→ Work to complete: Reproduce the line that holds "Spot the dark bed" together with all the lines after it up to the end of the entries.

..........

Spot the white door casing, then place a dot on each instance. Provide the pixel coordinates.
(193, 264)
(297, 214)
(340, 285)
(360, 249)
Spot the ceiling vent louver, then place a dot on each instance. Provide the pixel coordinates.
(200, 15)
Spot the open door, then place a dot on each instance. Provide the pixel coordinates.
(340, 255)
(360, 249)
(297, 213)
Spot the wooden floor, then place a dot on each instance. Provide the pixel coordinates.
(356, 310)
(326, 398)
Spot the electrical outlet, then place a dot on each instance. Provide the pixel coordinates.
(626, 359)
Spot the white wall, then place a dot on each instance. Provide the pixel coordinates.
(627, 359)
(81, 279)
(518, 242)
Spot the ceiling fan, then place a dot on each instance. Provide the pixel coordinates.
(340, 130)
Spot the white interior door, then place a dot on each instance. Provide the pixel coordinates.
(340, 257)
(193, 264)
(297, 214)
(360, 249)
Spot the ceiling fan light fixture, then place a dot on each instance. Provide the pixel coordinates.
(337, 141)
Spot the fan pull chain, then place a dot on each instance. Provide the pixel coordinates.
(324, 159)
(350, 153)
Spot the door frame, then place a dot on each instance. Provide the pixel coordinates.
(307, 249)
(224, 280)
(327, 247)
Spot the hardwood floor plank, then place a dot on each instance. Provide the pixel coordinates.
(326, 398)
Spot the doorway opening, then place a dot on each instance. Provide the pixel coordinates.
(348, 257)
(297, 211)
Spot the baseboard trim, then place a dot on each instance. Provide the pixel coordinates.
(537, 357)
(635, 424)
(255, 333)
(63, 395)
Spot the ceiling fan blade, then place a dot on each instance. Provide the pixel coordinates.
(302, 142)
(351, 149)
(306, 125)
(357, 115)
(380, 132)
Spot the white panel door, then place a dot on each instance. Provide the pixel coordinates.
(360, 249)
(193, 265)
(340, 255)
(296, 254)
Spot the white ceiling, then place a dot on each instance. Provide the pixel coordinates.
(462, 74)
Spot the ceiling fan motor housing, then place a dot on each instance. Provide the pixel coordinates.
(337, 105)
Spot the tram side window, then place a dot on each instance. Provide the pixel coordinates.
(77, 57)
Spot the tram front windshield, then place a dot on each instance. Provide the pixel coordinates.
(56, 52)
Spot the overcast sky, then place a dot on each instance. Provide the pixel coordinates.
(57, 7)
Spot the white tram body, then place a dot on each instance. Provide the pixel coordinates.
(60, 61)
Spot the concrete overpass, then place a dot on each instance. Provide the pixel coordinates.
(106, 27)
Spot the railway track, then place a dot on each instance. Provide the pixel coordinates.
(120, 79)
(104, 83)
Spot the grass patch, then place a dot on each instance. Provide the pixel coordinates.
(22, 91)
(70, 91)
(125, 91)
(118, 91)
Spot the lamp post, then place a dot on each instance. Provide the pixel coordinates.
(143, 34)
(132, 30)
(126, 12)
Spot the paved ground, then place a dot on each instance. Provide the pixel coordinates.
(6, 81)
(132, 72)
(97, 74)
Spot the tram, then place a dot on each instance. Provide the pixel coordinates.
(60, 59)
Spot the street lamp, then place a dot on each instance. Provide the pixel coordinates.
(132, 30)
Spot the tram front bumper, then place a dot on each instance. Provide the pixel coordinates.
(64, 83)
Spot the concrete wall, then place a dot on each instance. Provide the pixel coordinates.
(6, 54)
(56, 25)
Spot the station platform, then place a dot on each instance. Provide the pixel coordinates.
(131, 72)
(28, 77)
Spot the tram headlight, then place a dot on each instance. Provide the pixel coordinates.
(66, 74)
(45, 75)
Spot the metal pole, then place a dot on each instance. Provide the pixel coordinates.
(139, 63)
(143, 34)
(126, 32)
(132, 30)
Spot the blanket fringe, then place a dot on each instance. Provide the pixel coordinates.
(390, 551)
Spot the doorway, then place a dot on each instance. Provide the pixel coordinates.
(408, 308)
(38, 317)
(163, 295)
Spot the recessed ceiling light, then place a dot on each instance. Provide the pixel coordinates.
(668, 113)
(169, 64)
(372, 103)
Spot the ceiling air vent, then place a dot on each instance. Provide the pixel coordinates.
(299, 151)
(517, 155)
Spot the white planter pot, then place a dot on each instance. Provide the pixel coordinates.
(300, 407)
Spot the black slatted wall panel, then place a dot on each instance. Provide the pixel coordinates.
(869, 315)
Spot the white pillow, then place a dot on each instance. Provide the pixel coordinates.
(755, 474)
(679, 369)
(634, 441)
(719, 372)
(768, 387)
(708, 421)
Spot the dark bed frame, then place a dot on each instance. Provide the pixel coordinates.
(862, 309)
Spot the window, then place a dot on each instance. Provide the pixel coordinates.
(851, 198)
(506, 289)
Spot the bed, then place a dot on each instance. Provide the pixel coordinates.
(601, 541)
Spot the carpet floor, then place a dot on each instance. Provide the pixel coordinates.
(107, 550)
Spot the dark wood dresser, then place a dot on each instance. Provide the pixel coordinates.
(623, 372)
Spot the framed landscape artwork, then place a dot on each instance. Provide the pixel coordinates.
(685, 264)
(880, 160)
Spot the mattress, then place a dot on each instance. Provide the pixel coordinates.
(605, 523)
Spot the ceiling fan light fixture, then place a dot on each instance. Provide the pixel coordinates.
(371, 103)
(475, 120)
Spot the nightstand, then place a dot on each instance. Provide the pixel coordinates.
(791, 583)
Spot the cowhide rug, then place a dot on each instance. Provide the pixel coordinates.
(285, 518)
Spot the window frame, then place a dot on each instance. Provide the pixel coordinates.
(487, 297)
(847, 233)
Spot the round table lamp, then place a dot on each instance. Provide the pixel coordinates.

..........

→ Exercise result:
Spot the dark bed frame, then place a dot on each instance. Provide the pixel coordinates.
(862, 309)
Spot the window, then place a dot on each instance. Provide the pixel coordinates.
(851, 198)
(506, 289)
Spot the bed, then place a dot on each instance. Provide the pixel coordinates.
(601, 541)
Spot the carpet floor, then place a dot on each instance. Provide the pixel coordinates.
(107, 550)
Spot the dark wood dresser, then place a dot on each instance. Provide the pixel coordinates.
(623, 372)
Spot the framed landscape artwork, then place a dot on each instance. Provide the pixel coordinates.
(685, 264)
(880, 160)
Spot the mattress, then place a dot on each instance. Provide the pixel coordinates.
(605, 523)
Spot the ceiling fan light fixture, then place a dot on each instance. Provide the pixel coordinates.
(371, 103)
(475, 120)
Spot the nightstand, then place a dot on each instance. Provide the pixel coordinates.
(791, 583)
Spot the cowhide rug, then place a dot on each instance. Provide the pixel coordinates.
(285, 518)
Spot the window frame, then place a dot on each instance. Provide the pixel coordinates.
(487, 297)
(847, 233)
Spot the round table lamp, then place a dot on each instance. Provide the pixel coordinates.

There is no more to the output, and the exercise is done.